## BEGIN Listing

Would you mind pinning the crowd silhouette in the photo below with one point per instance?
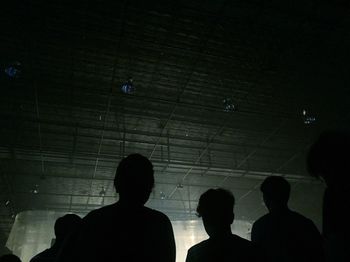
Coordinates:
(216, 209)
(283, 234)
(129, 231)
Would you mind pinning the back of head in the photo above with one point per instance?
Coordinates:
(66, 225)
(134, 179)
(10, 258)
(276, 190)
(216, 205)
(329, 157)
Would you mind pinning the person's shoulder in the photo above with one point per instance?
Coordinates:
(199, 246)
(301, 218)
(42, 256)
(99, 213)
(241, 241)
(155, 214)
(262, 220)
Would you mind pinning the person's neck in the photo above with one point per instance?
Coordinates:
(278, 209)
(222, 233)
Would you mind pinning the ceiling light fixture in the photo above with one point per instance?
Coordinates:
(35, 190)
(162, 195)
(228, 105)
(307, 118)
(102, 192)
(128, 87)
(13, 70)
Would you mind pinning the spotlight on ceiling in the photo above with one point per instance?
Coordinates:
(228, 105)
(102, 192)
(13, 69)
(35, 190)
(308, 118)
(162, 195)
(128, 87)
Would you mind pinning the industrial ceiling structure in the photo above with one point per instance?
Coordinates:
(215, 93)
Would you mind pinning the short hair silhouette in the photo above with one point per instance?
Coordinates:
(328, 157)
(216, 205)
(276, 188)
(65, 225)
(134, 178)
(9, 258)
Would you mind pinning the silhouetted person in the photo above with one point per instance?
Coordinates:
(127, 230)
(65, 227)
(216, 209)
(329, 158)
(285, 235)
(3, 249)
(10, 258)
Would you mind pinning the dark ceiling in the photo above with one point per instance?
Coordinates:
(225, 93)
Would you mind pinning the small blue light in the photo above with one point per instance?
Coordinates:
(128, 87)
(13, 70)
(228, 105)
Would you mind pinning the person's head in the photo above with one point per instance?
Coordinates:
(276, 191)
(65, 226)
(9, 258)
(134, 179)
(329, 158)
(215, 206)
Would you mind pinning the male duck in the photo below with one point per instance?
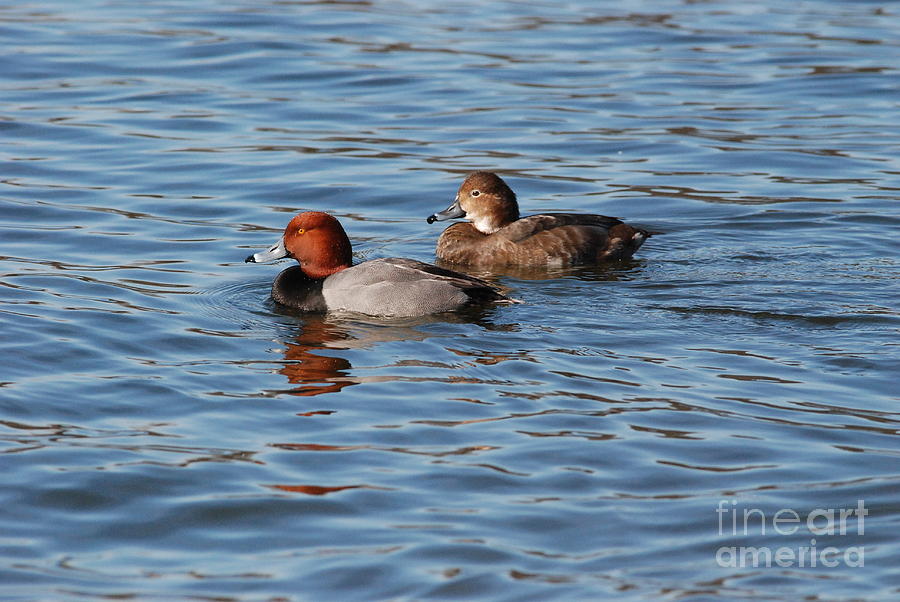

## END Listing

_What to produce_. Write out the stretch from the line containing "Would you mind pinning the dark" through the end of the records again, requests included. Scale every coordinate in the answers by 1.5 and round to whole numbers, with halves going up, and leave the pictures out.

_Correct response_.
Would you mind pinning the dark ceiling in the photo above with one point per instance?
Coordinates:
(338, 140)
Would you mind pinning the small blue light in the photo above with one point per instance?
Coordinates:
(192, 131)
(20, 105)
(342, 158)
Would you mind pinning the person's head in the photo above with one point per instance?
Coordinates:
(414, 287)
(98, 339)
(14, 387)
(201, 269)
(494, 237)
(323, 309)
Would you mind pinning the male duck in the photo below with one point per instance?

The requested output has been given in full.